§ TRAVAIL À FAIRE
a - D'après le texte sur l'impact environnemental de l'IA, quelle part de l'empreinte numérique les data centers représentent-ils aujourd'hui ?
b - Poursuivez le texte sur l'impact environnemental de l'IA à partir de sa dernière phrase.

§ TEXTE FOURNI
────
Comprendre l’impact environnemental de l’IA pour mieux agir

Toi aussi, ton écoanxiété grimpe dès qu’on prononce le mot “Intelligence Artificielle” ? Et toi aussi, tu vois passer des comparaisons du type : “Une question à ChatGPT, c’est comme allumer une ampoule LED pendant 35 minutes” ou “dire bonjour à ton IA consomme l’équivalent d’un verre d’eau”. Dans cet article, on va s’efforcer de ne pas comparer des micro-ondes et des IA, mais plutôt de t’expliquer les différents impacts de l’IA sur l’environnement, de façon simple. Notre but ultime : te donner des méthodes pour tenter de le réduire.

L’IA accélère une pollution du numérique déjà galopante

Chaque jour, tu utilises l’IA, parfois sans même t’en rendre compte. Que ce soit en posant une question à Mistral ou ChatGPT, en laissant Netflix te suggérer une série, ou en tapant une recherche sur Google, l’intelligence artificielle est partout. Et son impact s’ajoute à celui, déjà lourd, du numérique.

- Le numérique, un géant énergivore : En 2022, le numérique représentait déjà 4,4 % des émissions de CO₂ de la France, un chiffre qui a doublé en deux ans [1].

- L’IA augmente le besoin de data centers : Les data centers existent depuis des décennies pour stocker les données, héberger les services en ligne et faire “tourner” internet. Mais là où l’IA change la donne, c’est qu’elle exige des data centers « hyperscale », bien plus gourmands en énergie, et un renouvellement fréquent de leurs puces. Résultat ? L’impact environnemental de ces infrastructures se démultiplie. Aujourd’hui, les data centers représentent 46% de l’empreinte numérique (contre 16% seulement en 2020) [2], ce qui en fait la deuxième source de pollution numérique en France, après la pollution générée par la fabrication des appareils (ordinateurs, téléphones, réseaux,…).

- Des émissions en hausse chez les géants du secteur : Les chiffres des grandes entreprises parlent d’eux-mêmes : +23 à 29 % d’émissions carbone pour Microsoft depuis 2020, +34 % pour Amazon depuis 2019. [3] [4]

La bonne nouvelle ? On n’est pas obligés de rester les bras croisés. L’ADEME propose par exemple des pistes concrètes pour un numérique plus responsable, à commencer par de la sensibilisation auprès de ton entourage : Découvrir les solutions

Consommer ou polluer : comprendre les deux faces d’un même impact

Quand tu utilises une IA, tu ne vois ni les serveurs qui chauffent, ni les quantités d’eau utilisées pour refroidir les data centers, ni les mines de métaux rares qui s’épuisent. Pourtant, chaque requête a un coût bien réel pour la planète.
────
§ DONNÉES FOURNIES
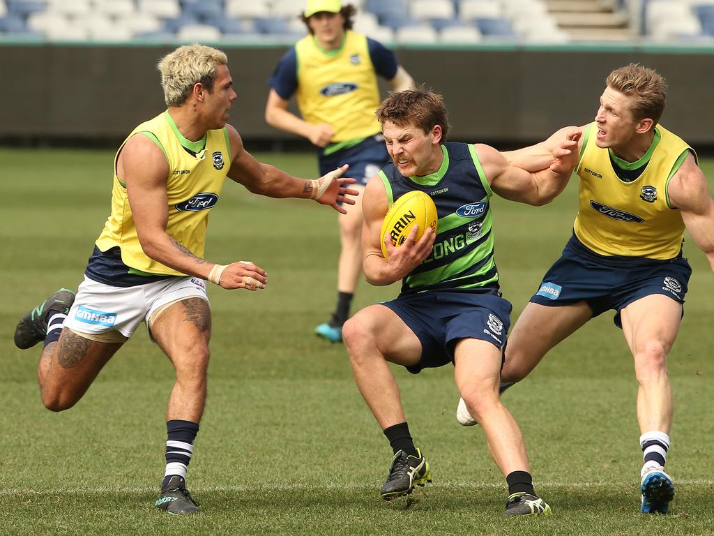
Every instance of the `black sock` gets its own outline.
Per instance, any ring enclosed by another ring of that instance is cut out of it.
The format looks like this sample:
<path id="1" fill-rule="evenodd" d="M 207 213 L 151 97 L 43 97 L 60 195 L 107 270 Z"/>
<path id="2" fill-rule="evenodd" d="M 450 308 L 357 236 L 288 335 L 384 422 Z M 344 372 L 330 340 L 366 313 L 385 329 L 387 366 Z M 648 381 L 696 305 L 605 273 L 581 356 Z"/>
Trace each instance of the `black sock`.
<path id="1" fill-rule="evenodd" d="M 528 471 L 513 471 L 506 477 L 508 485 L 508 495 L 514 493 L 530 493 L 536 495 L 533 490 L 533 479 Z"/>
<path id="2" fill-rule="evenodd" d="M 186 478 L 188 462 L 193 453 L 193 442 L 198 433 L 197 422 L 178 419 L 166 422 L 166 468 L 161 487 L 169 483 L 172 476 Z"/>
<path id="3" fill-rule="evenodd" d="M 353 294 L 350 292 L 337 293 L 337 307 L 335 312 L 332 314 L 332 319 L 330 320 L 330 326 L 332 327 L 341 327 L 343 324 L 347 322 L 350 317 L 350 307 L 352 307 L 352 298 Z"/>
<path id="4" fill-rule="evenodd" d="M 398 450 L 403 450 L 413 456 L 417 455 L 416 447 L 411 439 L 411 434 L 409 433 L 409 425 L 406 422 L 400 422 L 386 428 L 384 435 L 389 440 L 389 445 L 392 446 L 392 451 L 395 454 Z"/>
────
§ RÉPONSES FOURNIES
a - Les data centers représentent aujourd'hui 46 % de l'empreinte numérique, contre 16 % seulement en 2020.

b -
1) Au recto, la consommation : ce qu’on prend à la terre, sans toujours le savoir

Pour fonctionner, l’IA a besoin :

- D’électricité : des serveurs qui tournent 24h/24, comme des frigos géants toujours branchés.

- D’eau : des milliers de litres pour éviter la surchauffe des data centers.

- De métaux rares : cobalt, lithium, gallium… extraits dans des conditions souvent critiques, pour fabriquer les puces ultra-puissantes (GPU)

Ces ressources, on les extrait, on les transforme, on les transporte. Des étapes invisibles pour toi, mais qui nécessitent également de l’énergie tout au long du process. C’est une consommation de ressource éloignée de l’usage qu’il est difficile de prendre en compte quand on mesure l’impact de l’IA.

2) Au verso, la pollution : ce qui est rejeté dans la nature lorsque l’IA est utilisée

La consommation d’énergie ou de matière entraîne toujours une pollution, qu’elle soit :

- Carbone : l’électricité qui alimente ton appareil et fait tourner les serveurs génère une empreinte carbone bien réelle, plus ou moins importante si cette électricité est produite avec de l’énergie nucléaire ou bien des centrales à charbon.

- Thermique : les data centers rejettent des quantités colossales d’énergie thermique, souvent dans la nature.

- Physique : l’extraction des métaux rares (cobalt, lithium, terres rares), nécessaire à la fabrication des équipements, libère des produits chimiques dans les sols et les cours d’eau

En résumé, tout dépend de ce que tu mesures. Parfois, on parle de l’impact de l’IA en watts-heure par requêtes (l’éléctricité consommée), parfois en grammes de CO2 par requête (la pollution générée). En réalité, pour avoir une vision complète, il faut regarder les 2 !

Entraînement vs inférence : le grand écart énergétique

L’impact environnemental de l’IA se joue à deux moments clés : l’entraînement et l’inférence.

- L’entraînement, c’est le marathon énergétique :

Avant de répondre à la moindre question, un modèle doit “apprendre”.

C’est la phase d’entraînement, où des milliards de données sont analysées pour créer le modèle que tu utilises aujourd’hui.

Ce processus dure parfois plusieurs mois, mobilisant des serveurs en continu : les fameux data centers

Résultat : une explosion de la consommation électrique, de l’eau pour le refroidissement, et des émissions indirectes de CO₂.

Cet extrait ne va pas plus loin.